The task
Could you print every record exactly as it stands?

*** Given information

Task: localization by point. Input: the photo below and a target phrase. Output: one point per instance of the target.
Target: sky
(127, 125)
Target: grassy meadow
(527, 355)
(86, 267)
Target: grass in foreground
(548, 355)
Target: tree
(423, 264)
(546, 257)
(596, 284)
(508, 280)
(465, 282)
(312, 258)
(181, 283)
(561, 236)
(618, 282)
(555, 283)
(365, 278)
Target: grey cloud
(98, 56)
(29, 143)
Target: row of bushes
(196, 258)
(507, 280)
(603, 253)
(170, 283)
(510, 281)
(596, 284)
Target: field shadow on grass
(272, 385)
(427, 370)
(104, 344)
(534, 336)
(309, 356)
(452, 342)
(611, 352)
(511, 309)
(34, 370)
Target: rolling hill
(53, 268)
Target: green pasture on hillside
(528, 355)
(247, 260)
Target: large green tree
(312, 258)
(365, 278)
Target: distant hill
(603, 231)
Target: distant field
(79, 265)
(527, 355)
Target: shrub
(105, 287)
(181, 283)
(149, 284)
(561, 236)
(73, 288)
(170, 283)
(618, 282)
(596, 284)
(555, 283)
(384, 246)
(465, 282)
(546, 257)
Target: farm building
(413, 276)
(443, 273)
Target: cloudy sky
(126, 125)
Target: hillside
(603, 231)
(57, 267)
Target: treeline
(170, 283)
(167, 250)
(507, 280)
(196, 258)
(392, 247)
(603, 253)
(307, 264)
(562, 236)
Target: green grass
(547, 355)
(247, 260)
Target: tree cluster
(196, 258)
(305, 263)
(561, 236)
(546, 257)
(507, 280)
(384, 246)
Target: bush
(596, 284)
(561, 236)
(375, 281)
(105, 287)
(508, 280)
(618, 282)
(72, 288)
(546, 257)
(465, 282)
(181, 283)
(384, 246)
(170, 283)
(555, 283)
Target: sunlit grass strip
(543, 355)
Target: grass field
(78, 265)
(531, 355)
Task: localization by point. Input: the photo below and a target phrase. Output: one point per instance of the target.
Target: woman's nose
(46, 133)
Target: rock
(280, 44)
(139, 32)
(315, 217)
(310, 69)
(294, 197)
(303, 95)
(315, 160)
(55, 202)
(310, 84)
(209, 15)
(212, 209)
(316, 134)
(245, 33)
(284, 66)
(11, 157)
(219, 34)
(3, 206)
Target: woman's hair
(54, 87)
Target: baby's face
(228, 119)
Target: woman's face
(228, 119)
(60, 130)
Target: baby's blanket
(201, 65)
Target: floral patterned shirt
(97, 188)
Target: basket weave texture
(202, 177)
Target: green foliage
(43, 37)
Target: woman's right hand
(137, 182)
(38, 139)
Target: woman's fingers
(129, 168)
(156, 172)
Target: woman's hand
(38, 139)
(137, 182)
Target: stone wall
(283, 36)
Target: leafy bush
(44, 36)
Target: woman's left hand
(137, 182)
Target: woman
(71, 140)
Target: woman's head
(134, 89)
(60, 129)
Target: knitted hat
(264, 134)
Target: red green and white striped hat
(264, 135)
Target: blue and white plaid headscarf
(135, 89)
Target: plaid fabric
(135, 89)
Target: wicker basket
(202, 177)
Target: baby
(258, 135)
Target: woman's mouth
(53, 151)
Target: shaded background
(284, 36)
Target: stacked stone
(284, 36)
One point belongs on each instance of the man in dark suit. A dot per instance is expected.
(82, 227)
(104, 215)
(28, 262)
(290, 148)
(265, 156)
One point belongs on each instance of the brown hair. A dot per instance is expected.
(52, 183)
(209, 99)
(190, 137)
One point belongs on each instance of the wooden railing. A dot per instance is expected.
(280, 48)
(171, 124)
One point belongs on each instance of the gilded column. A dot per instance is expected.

******

Result of this task
Task: localization by point. Input: the photo below and a target phrase. Output: one point per instance of the target.
Target: sky
(127, 125)
Target: grassy meadow
(527, 355)
(86, 267)
Target: grass in foreground
(548, 355)
Target: tree
(423, 264)
(546, 257)
(596, 284)
(508, 280)
(465, 282)
(312, 258)
(181, 283)
(561, 236)
(618, 282)
(555, 283)
(365, 278)
Target: grey cloud
(98, 56)
(29, 143)
Target: row of bushes
(196, 258)
(507, 280)
(603, 253)
(170, 283)
(510, 281)
(596, 284)
Target: field shadow on grass
(272, 385)
(427, 370)
(104, 344)
(534, 336)
(309, 356)
(452, 342)
(611, 352)
(511, 309)
(34, 370)
Target: rolling hill
(53, 268)
Target: green pasture on hillside
(528, 355)
(247, 260)
Target: large green tree
(312, 258)
(365, 278)
Target: distant hill
(603, 231)
Target: distant field
(79, 265)
(527, 355)
Target: shrub
(105, 287)
(181, 283)
(149, 284)
(561, 236)
(73, 288)
(170, 283)
(618, 282)
(596, 284)
(555, 283)
(384, 246)
(465, 282)
(546, 257)
Target: farm building
(413, 276)
(443, 273)
Target: cloudy sky
(126, 125)
Target: hillside
(603, 231)
(57, 267)
Target: treeline
(170, 283)
(167, 250)
(507, 280)
(196, 258)
(392, 247)
(603, 253)
(307, 264)
(562, 236)
Target: green grass
(547, 355)
(247, 260)
Target: tree cluster
(196, 258)
(305, 263)
(561, 236)
(546, 257)
(507, 280)
(384, 246)
Target: bush
(596, 284)
(561, 236)
(375, 281)
(105, 287)
(508, 280)
(618, 282)
(72, 288)
(546, 257)
(465, 282)
(181, 283)
(384, 246)
(170, 283)
(555, 283)
Target: sunlit grass strip
(543, 355)
Target: grass field
(78, 265)
(531, 355)
Task: localization by point. Input: the photo below and a target phrase. Output: one point per instance of the target.
Target: woman's nose
(46, 133)
Target: rock
(280, 44)
(139, 32)
(315, 217)
(310, 69)
(294, 197)
(303, 95)
(315, 160)
(55, 202)
(310, 84)
(209, 15)
(212, 209)
(316, 134)
(245, 33)
(284, 66)
(11, 157)
(219, 34)
(3, 206)
Target: woman's hair
(54, 87)
Target: baby's face
(228, 119)
Target: woman's face
(228, 119)
(60, 130)
Target: baby's blanket
(201, 65)
Target: floral patterned shirt
(97, 188)
Target: basket weave texture
(202, 177)
Target: green foliage
(43, 37)
Target: woman's right hand
(137, 182)
(38, 139)
Target: woman's fingers
(129, 168)
(156, 172)
Target: woman's hand
(38, 139)
(137, 182)
Target: stone wall
(283, 36)
Target: leafy bush
(44, 36)
Target: woman's left hand
(137, 182)
Target: woman
(71, 140)
Target: woman's head
(134, 89)
(60, 129)
Target: knitted hat
(264, 134)
Target: red green and white striped hat
(264, 135)
Target: blue and white plaid headscarf
(135, 89)
Target: plaid fabric
(135, 89)
Target: wicker basket
(202, 177)
Target: baby
(258, 135)
Target: woman's mouth
(53, 151)
Target: shaded background
(284, 36)
Target: stacked stone
(284, 36)
One point belongs on each instance of the man in dark suit. A dot per instance is expected.
(82, 227)
(104, 215)
(28, 262)
(290, 148)
(265, 156)
One point belongs on each instance of the brown hair. A dot per instance is expected.
(52, 183)
(209, 99)
(190, 137)
One point belongs on each instance of the wooden railing. A dot per instance is expected.
(280, 48)
(171, 124)
One point belongs on each instance of the gilded column. A dot per instance is expected.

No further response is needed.